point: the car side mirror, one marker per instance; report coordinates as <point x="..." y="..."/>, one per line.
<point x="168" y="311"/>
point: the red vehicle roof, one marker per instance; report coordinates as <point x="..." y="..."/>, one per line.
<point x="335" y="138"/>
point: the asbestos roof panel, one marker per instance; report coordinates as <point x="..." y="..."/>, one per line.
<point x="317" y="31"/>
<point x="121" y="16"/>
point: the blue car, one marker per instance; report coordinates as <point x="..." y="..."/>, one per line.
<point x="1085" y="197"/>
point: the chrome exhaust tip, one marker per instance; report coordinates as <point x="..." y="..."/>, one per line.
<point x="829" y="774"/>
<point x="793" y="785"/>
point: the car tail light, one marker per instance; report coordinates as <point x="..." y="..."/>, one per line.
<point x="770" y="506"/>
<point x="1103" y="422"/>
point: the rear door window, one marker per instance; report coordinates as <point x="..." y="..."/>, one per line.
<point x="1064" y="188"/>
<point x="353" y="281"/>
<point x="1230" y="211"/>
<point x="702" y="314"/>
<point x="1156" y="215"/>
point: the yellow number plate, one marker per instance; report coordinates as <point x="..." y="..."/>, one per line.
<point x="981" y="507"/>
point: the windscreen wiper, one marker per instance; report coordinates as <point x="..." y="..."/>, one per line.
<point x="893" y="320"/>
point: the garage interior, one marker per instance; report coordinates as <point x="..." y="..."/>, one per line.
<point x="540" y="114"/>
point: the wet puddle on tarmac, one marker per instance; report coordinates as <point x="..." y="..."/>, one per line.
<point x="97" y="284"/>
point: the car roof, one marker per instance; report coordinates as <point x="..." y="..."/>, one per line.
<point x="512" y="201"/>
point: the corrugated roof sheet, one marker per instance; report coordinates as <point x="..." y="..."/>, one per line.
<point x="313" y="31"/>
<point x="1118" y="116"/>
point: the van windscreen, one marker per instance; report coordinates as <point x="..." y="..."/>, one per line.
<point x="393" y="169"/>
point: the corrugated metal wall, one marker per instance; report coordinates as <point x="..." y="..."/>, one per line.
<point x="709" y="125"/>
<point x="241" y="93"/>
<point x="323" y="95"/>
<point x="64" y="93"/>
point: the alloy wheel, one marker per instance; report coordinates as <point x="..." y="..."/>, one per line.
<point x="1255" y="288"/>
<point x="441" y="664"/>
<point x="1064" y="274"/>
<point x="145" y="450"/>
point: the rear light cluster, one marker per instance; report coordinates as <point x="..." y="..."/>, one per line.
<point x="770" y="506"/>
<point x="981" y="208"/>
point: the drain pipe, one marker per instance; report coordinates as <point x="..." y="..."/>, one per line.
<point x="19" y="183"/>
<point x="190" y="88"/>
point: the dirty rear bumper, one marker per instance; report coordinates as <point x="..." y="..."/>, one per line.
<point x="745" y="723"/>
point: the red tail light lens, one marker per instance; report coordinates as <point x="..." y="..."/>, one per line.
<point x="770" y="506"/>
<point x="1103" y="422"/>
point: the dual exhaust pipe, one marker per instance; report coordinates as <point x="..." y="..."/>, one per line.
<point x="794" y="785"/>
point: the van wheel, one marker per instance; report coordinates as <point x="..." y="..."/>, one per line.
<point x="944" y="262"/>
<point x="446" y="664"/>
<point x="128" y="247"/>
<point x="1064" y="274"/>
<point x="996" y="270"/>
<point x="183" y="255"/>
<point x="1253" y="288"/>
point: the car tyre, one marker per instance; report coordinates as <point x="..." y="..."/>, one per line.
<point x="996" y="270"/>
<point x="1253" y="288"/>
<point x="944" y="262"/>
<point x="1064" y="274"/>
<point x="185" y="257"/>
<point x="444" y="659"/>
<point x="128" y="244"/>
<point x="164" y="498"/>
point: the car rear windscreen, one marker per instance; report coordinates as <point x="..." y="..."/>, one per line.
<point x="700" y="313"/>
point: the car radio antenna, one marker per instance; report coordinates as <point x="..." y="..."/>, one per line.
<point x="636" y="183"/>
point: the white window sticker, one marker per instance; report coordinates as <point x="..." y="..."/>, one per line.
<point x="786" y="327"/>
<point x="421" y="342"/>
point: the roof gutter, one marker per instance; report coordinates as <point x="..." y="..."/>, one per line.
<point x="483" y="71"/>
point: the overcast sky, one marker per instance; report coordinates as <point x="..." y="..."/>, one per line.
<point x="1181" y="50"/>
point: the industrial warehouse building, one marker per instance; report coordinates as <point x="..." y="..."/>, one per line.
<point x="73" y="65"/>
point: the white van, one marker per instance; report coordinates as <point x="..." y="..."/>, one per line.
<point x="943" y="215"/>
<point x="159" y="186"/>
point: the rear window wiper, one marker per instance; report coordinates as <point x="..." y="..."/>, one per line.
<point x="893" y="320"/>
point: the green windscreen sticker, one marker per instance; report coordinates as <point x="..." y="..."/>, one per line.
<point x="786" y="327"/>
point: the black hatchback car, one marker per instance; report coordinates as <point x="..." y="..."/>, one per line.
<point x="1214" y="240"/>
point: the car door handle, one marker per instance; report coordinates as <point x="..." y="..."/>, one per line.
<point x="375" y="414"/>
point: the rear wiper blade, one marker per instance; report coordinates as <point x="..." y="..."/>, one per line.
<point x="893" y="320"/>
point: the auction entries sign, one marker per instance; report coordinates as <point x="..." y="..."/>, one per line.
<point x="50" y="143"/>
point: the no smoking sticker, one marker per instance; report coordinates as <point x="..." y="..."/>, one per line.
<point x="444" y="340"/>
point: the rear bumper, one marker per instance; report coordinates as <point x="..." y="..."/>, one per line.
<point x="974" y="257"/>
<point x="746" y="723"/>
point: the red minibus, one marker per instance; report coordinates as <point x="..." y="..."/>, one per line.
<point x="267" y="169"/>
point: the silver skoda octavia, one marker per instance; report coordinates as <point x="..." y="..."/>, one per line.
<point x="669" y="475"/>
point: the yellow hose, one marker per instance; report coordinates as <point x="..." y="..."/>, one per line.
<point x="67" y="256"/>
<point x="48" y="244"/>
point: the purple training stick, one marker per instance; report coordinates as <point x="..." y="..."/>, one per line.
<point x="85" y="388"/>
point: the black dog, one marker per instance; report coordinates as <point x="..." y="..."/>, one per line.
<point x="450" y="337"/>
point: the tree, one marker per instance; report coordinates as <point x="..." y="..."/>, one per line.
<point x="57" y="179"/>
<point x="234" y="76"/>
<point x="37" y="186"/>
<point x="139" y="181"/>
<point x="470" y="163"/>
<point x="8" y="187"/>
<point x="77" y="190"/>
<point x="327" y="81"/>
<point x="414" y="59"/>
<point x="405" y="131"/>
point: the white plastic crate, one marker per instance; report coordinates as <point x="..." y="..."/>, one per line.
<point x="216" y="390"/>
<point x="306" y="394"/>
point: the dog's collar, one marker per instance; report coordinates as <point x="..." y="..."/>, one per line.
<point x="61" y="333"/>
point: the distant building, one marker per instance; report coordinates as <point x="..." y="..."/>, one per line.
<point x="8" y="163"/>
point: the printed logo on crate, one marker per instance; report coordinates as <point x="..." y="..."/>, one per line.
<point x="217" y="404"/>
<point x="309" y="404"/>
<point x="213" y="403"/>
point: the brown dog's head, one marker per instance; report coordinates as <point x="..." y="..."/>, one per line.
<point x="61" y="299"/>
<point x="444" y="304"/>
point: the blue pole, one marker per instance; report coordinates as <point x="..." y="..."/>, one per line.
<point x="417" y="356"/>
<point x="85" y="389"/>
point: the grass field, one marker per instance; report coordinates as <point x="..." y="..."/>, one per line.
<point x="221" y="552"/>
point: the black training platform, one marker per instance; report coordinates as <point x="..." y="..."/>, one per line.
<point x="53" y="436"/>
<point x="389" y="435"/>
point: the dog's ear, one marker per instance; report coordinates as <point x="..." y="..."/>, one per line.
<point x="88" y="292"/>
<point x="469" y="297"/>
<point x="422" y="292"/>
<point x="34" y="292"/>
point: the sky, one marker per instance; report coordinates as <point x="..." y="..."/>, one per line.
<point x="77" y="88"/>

# Exercise
Everything from the line containing "point: the black dog, one" to the last line of the entries above should be quoted exactly, and only that.

# Response
point: the black dog, one marker per instance; report coordinates as <point x="..." y="..."/>, one per line.
<point x="450" y="337"/>
point: the tree, one marker per instance; report coordinates as <point x="..." y="..."/>, one per line.
<point x="57" y="179"/>
<point x="234" y="76"/>
<point x="37" y="186"/>
<point x="139" y="181"/>
<point x="470" y="163"/>
<point x="8" y="187"/>
<point x="77" y="190"/>
<point x="327" y="81"/>
<point x="414" y="59"/>
<point x="405" y="131"/>
point: the white plastic crate, one marker per instance; report coordinates as <point x="..." y="..."/>, one per line.
<point x="216" y="390"/>
<point x="306" y="394"/>
point: the dog's collar, one marker per instance; report coordinates as <point x="..." y="..."/>, one per line.
<point x="61" y="333"/>
point: the distant building, one marker per instance; report coordinates as <point x="..." y="..."/>, one per line.
<point x="8" y="163"/>
point: the printed logo on crate, one marker per instance; report coordinates as <point x="..." y="..."/>, one per line.
<point x="217" y="404"/>
<point x="309" y="404"/>
<point x="213" y="403"/>
point: the brown dog's head, one marker per instance; report coordinates as <point x="..." y="..."/>, one per line.
<point x="61" y="299"/>
<point x="444" y="304"/>
point: the blue pole, one marker per instance; report coordinates as <point x="..." y="..."/>, one per line.
<point x="417" y="356"/>
<point x="85" y="389"/>
point: the grass field, one marker per instance; report coordinates as <point x="..." y="..."/>, one per line.
<point x="221" y="552"/>
point: the black training platform, one marker per instance; report coordinates as <point x="..." y="..."/>, one per line.
<point x="53" y="436"/>
<point x="389" y="435"/>
point: the dog's ear, one marker per instance; report coordinates as <point x="..." y="..."/>, one per line.
<point x="88" y="292"/>
<point x="469" y="297"/>
<point x="422" y="292"/>
<point x="34" y="292"/>
point: the sky, one marker per instance; report coordinates as <point x="..." y="..."/>, one per line.
<point x="77" y="88"/>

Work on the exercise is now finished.